**What the task requires:** Resize the data from the line with "Spot the distant tree line and mark it." through the end of the data, both included. Write out each of those lines again, changing only the bounding box coordinates in the answers: multiply each one by 0.35 and round to a whole number, with halves rounding up. Leave the pictures out.

**Items:**
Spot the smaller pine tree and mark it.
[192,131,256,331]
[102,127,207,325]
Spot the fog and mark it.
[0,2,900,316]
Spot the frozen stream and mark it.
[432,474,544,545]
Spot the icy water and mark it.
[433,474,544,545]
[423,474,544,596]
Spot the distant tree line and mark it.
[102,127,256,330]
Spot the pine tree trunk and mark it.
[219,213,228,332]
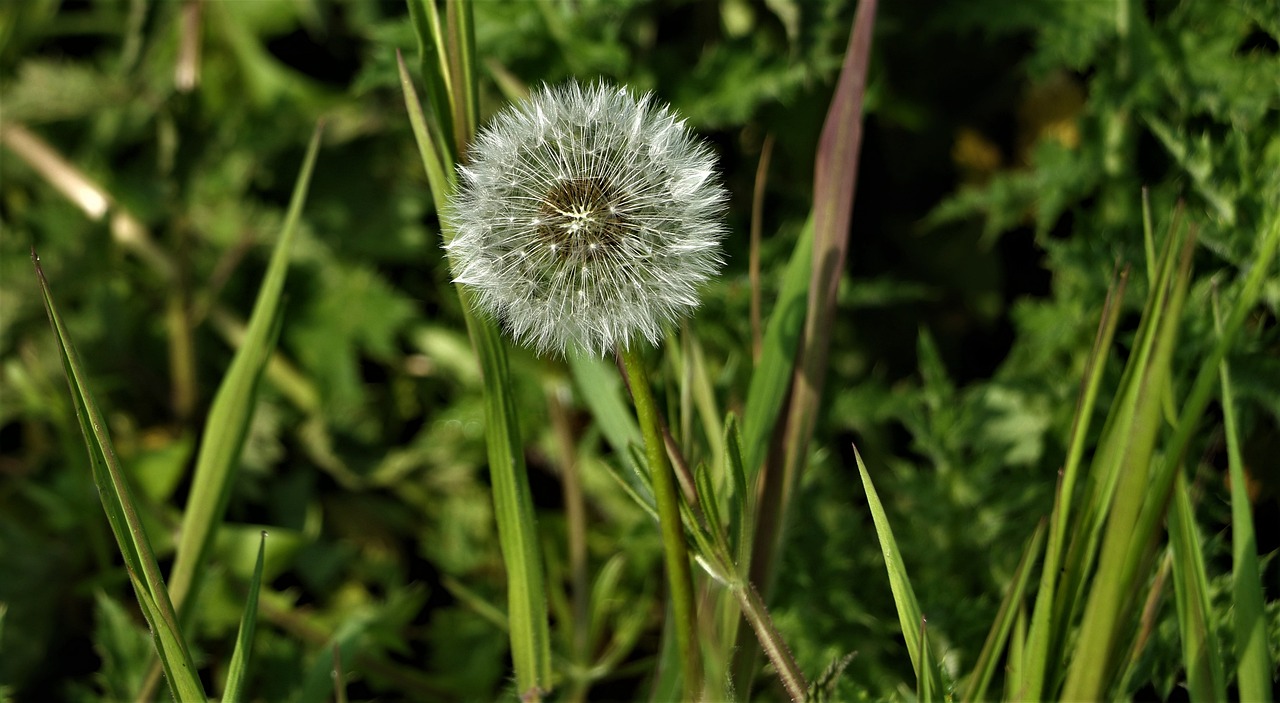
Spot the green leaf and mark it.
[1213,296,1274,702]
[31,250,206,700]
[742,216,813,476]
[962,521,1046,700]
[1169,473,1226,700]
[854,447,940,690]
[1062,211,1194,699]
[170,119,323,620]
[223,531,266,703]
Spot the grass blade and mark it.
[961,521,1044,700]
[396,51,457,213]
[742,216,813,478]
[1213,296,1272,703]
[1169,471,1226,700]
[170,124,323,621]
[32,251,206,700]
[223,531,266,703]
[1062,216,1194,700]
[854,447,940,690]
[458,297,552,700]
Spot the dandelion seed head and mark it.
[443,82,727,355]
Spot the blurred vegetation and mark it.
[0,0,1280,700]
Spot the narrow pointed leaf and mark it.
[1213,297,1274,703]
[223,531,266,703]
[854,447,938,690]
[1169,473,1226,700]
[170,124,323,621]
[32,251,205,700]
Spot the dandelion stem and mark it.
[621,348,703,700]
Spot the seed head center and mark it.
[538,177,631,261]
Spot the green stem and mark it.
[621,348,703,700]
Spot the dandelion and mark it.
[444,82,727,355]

**Output below:**
Spot the distant tree line and mark it.
[36,44,90,116]
Spot the pine tree trunk and mark it.
[77,75,80,116]
Spot the green leaf and mark it.
[425,104,446,246]
[11,88,72,245]
[260,76,285,167]
[337,182,366,245]
[409,166,429,245]
[299,156,329,242]
[372,74,418,245]
[60,42,113,217]
[78,186,93,246]
Spot the grass blade and mark it.
[336,182,365,245]
[139,18,160,75]
[260,76,285,167]
[425,104,445,246]
[409,165,429,245]
[60,43,113,217]
[11,88,72,245]
[78,186,93,246]
[372,76,418,245]
[299,156,329,242]
[160,104,193,245]
Spot the dandelion seed head and mark it.
[155,29,254,124]
Spot the blurred vegetation and mark it.
[0,0,448,245]
Spot the narrow pointed leaf and mark it.
[425,104,446,246]
[78,186,93,246]
[299,156,328,242]
[409,166,429,245]
[60,43,113,217]
[11,88,72,245]
Spot the dandelion stem and mark it.
[217,122,246,245]
Spot the seed head center and mark it.
[188,62,221,91]
Spot the green stem and mark it.
[217,122,246,245]
Spot the dandelion and mark it.
[155,29,254,124]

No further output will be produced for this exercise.